Données à traiter -
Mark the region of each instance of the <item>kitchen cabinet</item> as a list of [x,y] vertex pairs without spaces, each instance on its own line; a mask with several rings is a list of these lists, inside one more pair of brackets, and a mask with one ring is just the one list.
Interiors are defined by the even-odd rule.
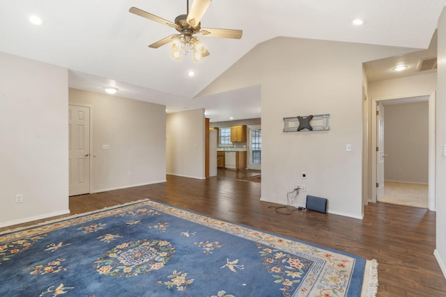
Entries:
[[236,168],[240,170],[245,170],[247,167],[246,163],[246,152],[236,152]]
[[231,142],[245,143],[247,127],[245,125],[231,126]]
[[217,151],[217,167],[219,168],[224,168],[224,152]]

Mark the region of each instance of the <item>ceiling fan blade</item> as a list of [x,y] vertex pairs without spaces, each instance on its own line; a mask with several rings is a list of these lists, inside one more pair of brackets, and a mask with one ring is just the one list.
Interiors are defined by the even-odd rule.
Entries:
[[137,15],[139,15],[140,17],[145,17],[152,21],[157,22],[160,24],[162,24],[163,25],[167,25],[175,29],[178,27],[177,24],[175,23],[168,21],[167,19],[164,19],[162,17],[157,17],[155,15],[148,13],[148,12],[142,10],[139,8],[137,8],[136,7],[131,7],[130,9],[128,10],[128,11]]
[[174,39],[177,38],[180,36],[180,34],[172,34],[170,36],[167,36],[165,38],[162,38],[161,40],[158,40],[156,42],[152,43],[148,47],[151,47],[152,49],[157,49],[160,47],[164,45],[167,43],[172,41]]
[[206,37],[217,37],[220,38],[240,39],[243,31],[233,29],[217,29],[215,28],[203,28],[200,30],[200,34]]
[[187,15],[186,22],[192,27],[195,28],[198,26],[201,17],[204,15],[208,7],[210,4],[212,0],[194,0],[192,3],[192,6],[190,8],[190,11]]

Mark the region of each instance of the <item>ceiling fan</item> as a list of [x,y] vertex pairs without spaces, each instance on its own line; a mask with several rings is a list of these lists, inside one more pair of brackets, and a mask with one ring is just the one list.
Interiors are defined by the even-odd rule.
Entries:
[[172,58],[180,60],[181,58],[181,51],[184,50],[187,54],[190,50],[194,52],[194,61],[199,61],[202,58],[209,56],[209,51],[201,43],[199,38],[194,36],[194,34],[199,33],[203,36],[216,37],[220,38],[242,38],[242,30],[224,29],[215,28],[201,28],[200,21],[204,15],[208,7],[212,0],[195,0],[192,3],[190,11],[189,11],[189,0],[187,0],[187,14],[180,15],[175,18],[175,22],[172,22],[157,17],[155,15],[147,13],[136,7],[132,7],[129,11],[137,15],[145,17],[160,24],[174,28],[179,34],[172,34],[160,40],[157,41],[148,47],[153,49],[171,43],[172,49]]

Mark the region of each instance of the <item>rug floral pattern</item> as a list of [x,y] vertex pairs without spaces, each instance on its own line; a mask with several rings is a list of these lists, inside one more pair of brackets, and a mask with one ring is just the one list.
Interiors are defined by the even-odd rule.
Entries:
[[0,234],[0,295],[356,296],[365,262],[148,200]]

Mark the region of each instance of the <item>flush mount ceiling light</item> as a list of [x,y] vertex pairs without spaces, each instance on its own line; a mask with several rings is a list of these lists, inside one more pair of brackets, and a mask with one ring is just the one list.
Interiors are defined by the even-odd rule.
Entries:
[[360,25],[362,25],[362,24],[364,24],[364,21],[362,19],[353,19],[353,22],[352,22],[352,23],[354,25],[360,26]]
[[405,70],[405,69],[406,69],[406,68],[407,68],[407,66],[406,66],[406,65],[399,65],[399,66],[397,66],[397,67],[395,67],[393,70],[394,70],[394,71],[403,71],[403,70]]
[[31,15],[29,17],[29,22],[37,26],[42,24],[42,19],[37,15]]
[[107,93],[107,94],[114,94],[116,92],[118,92],[118,88],[115,88],[115,87],[104,87],[104,90]]
[[220,38],[240,39],[243,33],[242,30],[201,28],[200,21],[209,7],[210,1],[211,0],[194,0],[190,12],[189,0],[187,0],[187,13],[176,17],[174,22],[157,17],[136,7],[130,8],[129,11],[140,17],[174,28],[180,33],[180,34],[172,34],[158,40],[149,45],[149,47],[157,49],[170,42],[170,48],[172,50],[171,56],[173,58],[180,60],[183,54],[187,55],[190,51],[192,51],[194,61],[198,62],[203,58],[209,56],[209,51],[201,43],[201,41],[197,37],[194,36],[194,34],[199,33],[203,36]]

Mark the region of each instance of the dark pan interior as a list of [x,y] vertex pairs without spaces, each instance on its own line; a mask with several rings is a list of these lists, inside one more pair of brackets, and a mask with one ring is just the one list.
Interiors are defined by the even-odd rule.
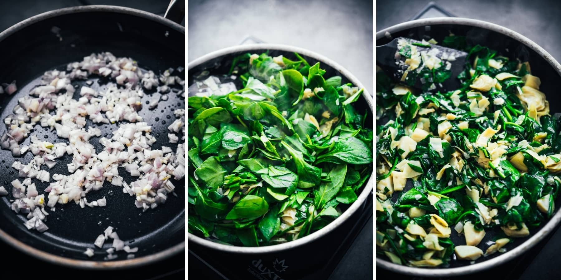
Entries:
[[[53,32],[54,26],[59,29],[58,32]],[[132,58],[141,67],[151,69],[157,74],[169,67],[185,67],[184,38],[183,31],[150,19],[113,12],[60,15],[35,22],[0,41],[0,82],[9,83],[15,80],[19,88],[13,95],[0,95],[0,118],[3,120],[11,113],[17,99],[29,94],[45,71],[56,68],[65,69],[67,63],[81,61],[93,53],[110,52],[117,57]],[[185,76],[183,72],[176,72],[173,74],[182,78]],[[93,80],[98,79],[94,77]],[[96,81],[92,86],[103,87],[103,82]],[[73,85],[80,87],[83,83],[74,82]],[[153,96],[158,98],[160,95],[153,91],[146,92],[139,114],[152,125],[152,135],[158,140],[152,148],[167,146],[174,151],[177,144],[169,143],[167,126],[174,120],[173,111],[185,108],[185,100],[171,92],[168,94],[167,101],[160,101],[155,109],[149,110],[145,104]],[[86,127],[89,125],[96,126],[88,120]],[[104,124],[98,127],[102,136],[111,137],[111,132],[117,126]],[[33,133],[39,139],[53,143],[67,141],[59,139],[54,130],[45,131],[39,125],[35,129]],[[0,134],[5,130],[5,126],[0,125]],[[101,148],[99,139],[93,137],[90,140],[98,152]],[[29,142],[27,138],[24,143]],[[104,196],[107,206],[93,208],[86,206],[82,209],[72,202],[63,206],[57,204],[55,212],[48,211],[48,231],[40,234],[27,230],[23,225],[25,218],[10,209],[10,199],[13,197],[10,182],[17,178],[17,171],[11,167],[14,160],[26,164],[32,156],[28,152],[25,157],[15,158],[10,151],[0,150],[0,185],[5,186],[10,193],[7,197],[0,197],[0,228],[8,235],[47,253],[91,260],[103,260],[107,255],[105,250],[111,246],[111,239],[105,242],[103,250],[96,248],[95,255],[91,258],[82,253],[86,248],[94,247],[96,237],[108,226],[114,227],[119,237],[126,243],[130,242],[131,248],[139,247],[136,257],[161,251],[183,241],[185,188],[182,180],[173,181],[177,197],[170,195],[165,204],[144,212],[135,206],[134,197],[123,193],[122,188],[106,182],[103,188],[90,192],[87,197],[91,201]],[[60,160],[52,169],[44,165],[42,169],[49,171],[51,176],[54,173],[68,175],[66,165],[71,162],[71,157],[66,155]],[[119,173],[125,181],[135,180],[124,168],[119,168]],[[48,185],[35,179],[33,181],[40,194]],[[127,253],[118,253],[116,260],[126,259]]]
[[[415,27],[392,34],[392,37],[395,38],[403,36],[416,40],[423,39],[428,40],[430,38],[434,38],[437,41],[442,42],[443,39],[448,36],[450,32],[457,35],[466,36],[470,45],[480,44],[496,50],[499,54],[509,57],[510,59],[518,58],[522,62],[530,62],[532,74],[539,77],[541,80],[540,90],[545,94],[547,100],[549,101],[550,114],[553,115],[554,113],[559,113],[559,108],[555,105],[561,101],[561,96],[557,94],[557,88],[558,87],[557,83],[559,80],[559,74],[544,58],[530,48],[513,38],[484,28],[459,25],[431,25],[430,27],[425,27],[425,26]],[[376,41],[376,45],[384,45],[389,43],[391,40],[386,37],[383,37]],[[412,184],[410,181],[407,183],[406,188],[401,193],[404,193],[412,188]],[[392,200],[394,202],[397,200],[400,195],[401,194],[394,195],[392,198]],[[561,205],[560,203],[561,203],[561,196],[558,197],[555,202],[556,205]],[[557,211],[556,209],[555,213],[557,213]],[[531,230],[530,236],[540,230],[545,223],[546,222],[543,222],[539,227]],[[453,227],[454,225],[452,225],[450,226]],[[486,230],[485,232],[485,238],[478,246],[484,251],[487,249],[490,244],[492,244],[490,242],[493,238],[499,232],[502,233],[502,231],[500,228],[494,228],[493,231]],[[511,250],[526,241],[528,238],[528,237],[514,239],[514,242],[507,244],[504,248],[507,250]],[[462,235],[461,237],[459,237],[457,232],[453,230],[450,239],[454,244],[464,245],[466,242],[464,236]],[[499,255],[500,255],[500,253],[495,253],[488,256],[481,257],[476,260],[475,263],[485,262]],[[469,265],[470,261],[453,259],[450,263],[449,267],[458,267]]]

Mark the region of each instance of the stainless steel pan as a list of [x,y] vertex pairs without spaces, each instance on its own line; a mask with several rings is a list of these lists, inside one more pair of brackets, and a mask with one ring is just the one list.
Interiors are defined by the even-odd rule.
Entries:
[[[413,39],[429,36],[442,41],[449,32],[467,37],[473,44],[479,44],[522,61],[529,61],[533,74],[544,81],[542,90],[552,105],[551,114],[559,113],[554,104],[561,102],[557,92],[557,83],[561,78],[561,65],[541,47],[529,39],[500,25],[477,20],[456,17],[436,17],[408,21],[378,32],[376,45],[388,43],[389,37],[406,36]],[[558,197],[557,205],[560,204]],[[481,258],[473,264],[464,262],[453,262],[450,268],[420,268],[397,265],[385,259],[377,258],[376,265],[384,269],[409,275],[426,277],[452,277],[480,272],[493,268],[519,256],[554,231],[561,221],[561,212],[557,211],[544,225],[530,231],[528,237],[518,239],[506,246],[507,251]],[[454,236],[457,236],[453,234]],[[482,244],[493,235],[486,235]]]

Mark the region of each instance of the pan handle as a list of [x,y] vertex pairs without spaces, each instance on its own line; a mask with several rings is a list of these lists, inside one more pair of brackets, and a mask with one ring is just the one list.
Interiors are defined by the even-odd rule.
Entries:
[[178,24],[181,24],[181,22],[185,17],[185,1],[171,0],[164,17]]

Consigne -
Réécris les données en partant du début et en terminant par la ligne qui contient "[[217,151],[217,167],[219,168],[224,168],[224,152]]", en changeant "kitchen cabinet" en "wall cabinet" sans toucher au reste. Ne mets pas les images.

Solution complète -
Mark the region of each instance of the <item>wall cabinet</item> as a list of [x,y] vertex pairs without spaces, each instance on its own line; a mask with several rings is a list of these lists, inside one more pair of brackets, and a mask with one ring is just the one list.
Interiors are defined by the even-odd rule.
Entries:
[[236,168],[240,170],[245,170],[247,167],[246,163],[246,152],[236,152]]
[[231,142],[245,143],[247,127],[245,125],[231,126]]
[[217,151],[217,167],[219,168],[224,168],[224,152]]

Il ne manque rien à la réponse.